Set down each entry from the block beneath, exactly as written.

-----

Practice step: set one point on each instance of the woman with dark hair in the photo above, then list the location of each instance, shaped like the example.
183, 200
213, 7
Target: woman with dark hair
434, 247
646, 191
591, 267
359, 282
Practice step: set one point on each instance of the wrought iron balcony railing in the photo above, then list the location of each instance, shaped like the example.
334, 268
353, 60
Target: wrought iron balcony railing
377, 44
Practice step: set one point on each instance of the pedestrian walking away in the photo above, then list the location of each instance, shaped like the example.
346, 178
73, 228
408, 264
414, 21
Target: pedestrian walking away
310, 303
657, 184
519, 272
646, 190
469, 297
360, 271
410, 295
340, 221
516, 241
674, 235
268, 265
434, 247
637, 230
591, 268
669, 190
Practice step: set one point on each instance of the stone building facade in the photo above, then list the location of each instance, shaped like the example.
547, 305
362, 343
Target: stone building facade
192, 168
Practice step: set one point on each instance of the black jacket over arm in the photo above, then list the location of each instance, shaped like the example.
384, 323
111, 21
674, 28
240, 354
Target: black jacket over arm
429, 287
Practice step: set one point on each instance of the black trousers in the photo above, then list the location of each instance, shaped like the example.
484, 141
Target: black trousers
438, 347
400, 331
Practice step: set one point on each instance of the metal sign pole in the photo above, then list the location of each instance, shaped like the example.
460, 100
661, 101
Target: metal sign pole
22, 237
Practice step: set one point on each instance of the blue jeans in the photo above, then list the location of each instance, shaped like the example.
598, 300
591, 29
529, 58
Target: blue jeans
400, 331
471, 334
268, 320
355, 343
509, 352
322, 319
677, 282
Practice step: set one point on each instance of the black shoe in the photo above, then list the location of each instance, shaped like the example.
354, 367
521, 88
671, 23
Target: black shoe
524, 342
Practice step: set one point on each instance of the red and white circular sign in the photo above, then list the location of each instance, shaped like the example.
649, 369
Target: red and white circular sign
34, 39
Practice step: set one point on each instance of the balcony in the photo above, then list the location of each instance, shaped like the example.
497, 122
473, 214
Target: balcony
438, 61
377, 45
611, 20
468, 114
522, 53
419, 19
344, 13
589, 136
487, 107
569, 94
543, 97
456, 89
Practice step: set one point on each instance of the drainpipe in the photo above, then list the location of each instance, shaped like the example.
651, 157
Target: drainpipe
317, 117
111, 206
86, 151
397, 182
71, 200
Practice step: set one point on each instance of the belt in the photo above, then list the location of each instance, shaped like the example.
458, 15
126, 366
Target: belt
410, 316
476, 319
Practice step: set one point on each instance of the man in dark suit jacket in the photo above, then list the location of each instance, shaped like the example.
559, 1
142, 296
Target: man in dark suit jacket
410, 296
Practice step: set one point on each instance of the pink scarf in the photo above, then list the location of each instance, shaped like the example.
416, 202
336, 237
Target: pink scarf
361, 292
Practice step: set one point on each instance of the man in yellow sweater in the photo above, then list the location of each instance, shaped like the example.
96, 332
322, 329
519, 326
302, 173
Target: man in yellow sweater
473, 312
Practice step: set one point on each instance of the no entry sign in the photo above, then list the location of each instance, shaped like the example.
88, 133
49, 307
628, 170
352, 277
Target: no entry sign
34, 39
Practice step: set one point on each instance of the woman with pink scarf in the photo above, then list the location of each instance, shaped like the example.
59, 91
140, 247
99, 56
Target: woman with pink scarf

-----

Answer for this exercise:
Practice step: set one point on each instance of the woman with dark hair in the photo above, then list the location of each instance, shaped like the example.
183, 200
213, 7
Target: woman with dark hair
434, 247
646, 191
591, 267
359, 282
Practice step: set one point on each instance of the wrought iron balcony railing in the photo above, then list the location of each instance, shaped like the example.
334, 268
353, 60
Target: wrought iron balcony railing
377, 44
Practice step: set one point on each instance of the pedestrian walking away in the photo above, then list the location of each instance, shaped like the example.
346, 178
73, 228
408, 264
414, 21
Target: pedestrian walking away
310, 303
657, 184
519, 272
646, 190
469, 297
360, 271
410, 295
340, 221
516, 241
674, 235
268, 265
434, 247
637, 230
591, 268
669, 190
Practice step: set one point on each instance of the stone building facade in the photo above, then list the location of each instance, shaped like the example.
547, 305
362, 343
Target: stone building facade
192, 168
Practice step: set one point on each instance of the black jacket over arm in the photo above, then list the location of each instance, shaped like the example.
384, 323
111, 21
674, 28
240, 354
Target: black jacket over arm
429, 287
Practice step: set one point on each instance of the black trousers in the photo above, then list the location of each instance, shaped like the example.
484, 141
Target: black trousers
438, 347
400, 331
Practice step: set one point on each instance of the metal sign pole in the photo above, then list the location of each instance, shaped like the example.
460, 100
661, 101
Target: metal sign pole
22, 237
Practice step: set one point on each instance of the blue jeans in the photo above, then list the location of each instance, shaped like the example.
598, 300
591, 29
529, 58
Target: blue jeans
400, 331
471, 334
268, 320
355, 343
509, 352
322, 319
677, 282
Practice step: set one point on each instance of the black shoe in the photo above, then list the location of each instance, shaped like the example.
354, 367
521, 88
671, 23
Target: black shoe
524, 342
Practice step: set one point on each instance of the red and white circular sign in the photo above, then list the location of each instance, shaped like the example.
649, 369
Target: red and white circular sign
34, 39
Practice step: set one point on each instance of the balcony in the photo above, then list the location of each instance, shaped like the example.
497, 122
473, 214
Target: balcony
438, 61
377, 45
611, 20
468, 114
522, 53
419, 19
344, 13
589, 136
487, 107
569, 94
543, 97
456, 89
Practice step: set one point on each instance of the drainpipe in the photo above, then list the location of each instance, shaped like the example.
651, 157
Target: drainpipe
317, 117
111, 206
86, 151
397, 182
71, 200
Practice step: set one point on each instance of the belt in the photo above, then list the location of each instance, shaped like the example.
458, 15
126, 366
Target: belt
410, 316
476, 319
Practice step: set one point on each instance of the man in dark suit jacket in the photo above, then list the location of each instance, shaped like the example.
559, 1
142, 296
Target: man in dark suit jacket
410, 296
Practice step: set one point on each instance of the pink scarf in the photo above, then list the location of each instance, shaped like the example.
416, 202
336, 237
Target: pink scarf
361, 292
Practice step: set one point on each instance of the man in yellow sweater in the photo above, then list the location of each instance, shaped like the example.
96, 332
322, 329
519, 326
302, 173
Target: man in yellow sweater
473, 312
Practice step: set one point on each instance of the no entry sign in the photo above, then list the location of each instance, shaped like the example.
88, 133
49, 307
628, 170
352, 277
Target: no entry sign
34, 39
Practice step: set one point on each instance of the woman with pink scarf in the photo above, then list the location of each instance, shaped like the example.
59, 91
140, 247
99, 56
Target: woman with pink scarf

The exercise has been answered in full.